### ТЕКСТ ДЛЯ УПРАЖНЕНИЯ
● ● ● ●

Поэтому вовсе не удивительно, что мечта о национальном государстве жива и популярна среди виртуальных граждан киберпространства, далеко не все из которых решили стать гражданами мира. Многие сайты, представляющие собой общины меньшинств, пропагандируют этническую и расовую вражду, несмотря на киберхайп. Балканская война начала 1990‑х годов продолжилась в киберпространстве, когда в ноябре 1998 года сербские хакеры уничтожили веб-сайт хорватского журнала, а хорватские хакеры незамедлительно ответили. Примерно в то же время албанский сайт был «осквернен» киберграффити, в котором изобличалось «албанское этническое вранье». Словом, этнические привязки и стереотипы так и не стали виртуальными даже в виртуальном пространстве.

● ● ● ●

### ИСХОДНЫЕ ДАННЫЕ
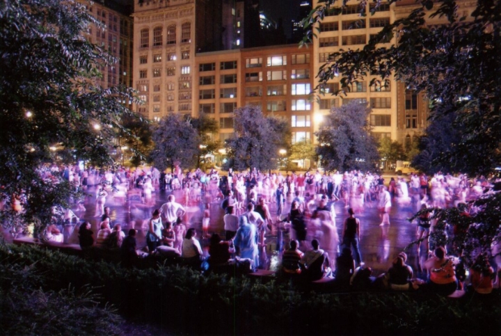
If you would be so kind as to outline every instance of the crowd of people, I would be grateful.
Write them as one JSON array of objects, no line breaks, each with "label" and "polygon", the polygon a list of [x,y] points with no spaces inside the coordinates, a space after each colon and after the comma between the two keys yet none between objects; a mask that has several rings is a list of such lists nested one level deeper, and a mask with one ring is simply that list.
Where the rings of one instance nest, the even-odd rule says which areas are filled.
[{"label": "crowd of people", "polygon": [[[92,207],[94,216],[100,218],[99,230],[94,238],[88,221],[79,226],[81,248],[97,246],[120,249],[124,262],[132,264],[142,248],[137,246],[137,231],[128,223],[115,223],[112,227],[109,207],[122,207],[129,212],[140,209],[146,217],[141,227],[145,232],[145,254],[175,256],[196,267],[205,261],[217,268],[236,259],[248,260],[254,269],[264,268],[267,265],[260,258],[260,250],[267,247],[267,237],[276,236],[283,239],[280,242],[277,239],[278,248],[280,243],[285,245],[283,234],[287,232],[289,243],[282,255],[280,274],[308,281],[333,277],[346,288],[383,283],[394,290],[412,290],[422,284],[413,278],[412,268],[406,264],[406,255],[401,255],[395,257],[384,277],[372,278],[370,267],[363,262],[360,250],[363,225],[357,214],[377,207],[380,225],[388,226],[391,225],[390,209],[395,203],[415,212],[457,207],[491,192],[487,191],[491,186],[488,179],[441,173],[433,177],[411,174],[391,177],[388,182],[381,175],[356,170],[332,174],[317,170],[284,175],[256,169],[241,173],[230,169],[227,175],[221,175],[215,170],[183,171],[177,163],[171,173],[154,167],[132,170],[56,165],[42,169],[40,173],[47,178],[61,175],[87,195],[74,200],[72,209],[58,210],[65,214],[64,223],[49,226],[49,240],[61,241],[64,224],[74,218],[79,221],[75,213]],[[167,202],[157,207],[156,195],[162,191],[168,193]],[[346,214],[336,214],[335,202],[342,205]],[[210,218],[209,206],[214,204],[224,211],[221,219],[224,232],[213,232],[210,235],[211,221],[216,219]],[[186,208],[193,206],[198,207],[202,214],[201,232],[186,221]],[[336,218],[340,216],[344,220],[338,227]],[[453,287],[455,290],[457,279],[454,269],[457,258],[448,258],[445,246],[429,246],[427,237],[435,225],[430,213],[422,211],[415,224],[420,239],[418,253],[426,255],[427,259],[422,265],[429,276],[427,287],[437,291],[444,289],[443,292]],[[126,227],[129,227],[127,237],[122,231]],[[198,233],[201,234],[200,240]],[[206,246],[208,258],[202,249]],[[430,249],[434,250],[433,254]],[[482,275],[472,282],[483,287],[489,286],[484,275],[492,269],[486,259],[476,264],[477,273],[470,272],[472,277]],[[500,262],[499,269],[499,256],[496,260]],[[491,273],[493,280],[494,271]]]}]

● ● ● ●

### НАБОР ЗАДАНИЙ
- 1) Когда, по тексту о национализме в киберпространстве, сербские хакеры уничтожили сайт хорватского журнала?
- 2) Перепишите из текста о национализме в киберпространстве часть, которая начинается со слов «Поэтому вовсе не» и заканчивается словами «в виртуальном пространстве.», переименовав «хакеры» в «взломщики».
- 3) Назовите все народы, которые упоминаются в тексте о национализме в киберпространстве.
Этот материал никак не связан с текстом.

### ОТВЕТЫ К ЗАДАНИЯМ
- 1) В ноябре 1998 года.

- 2)
Поэтому вовсе не удивительно, что мечта о национальном государстве жива и популярна среди виртуальных граждан киберпространства, далеко не все из которых решили стать гражданами мира. Многие сайты, представляющие собой общины меньшинств, пропагандируют этническую и расовую вражду, несмотря на киберхайп. Балканская война начала 1990‑х годов продолжилась в киберпространстве, когда в ноябре 1998 года сербские взломщики уничтожили веб-сайт хорватского журнала, а хорватские взломщики незамедлительно ответили. Примерно в то же время албанский сайт был «осквернен» киберграффити, в котором изобличалось «албанское этническое вранье». Словом, этнические привязки и стереотипы так и не стали виртуальными даже в виртуальном пространстве.

- 3) Сербы, хорваты, албанцы.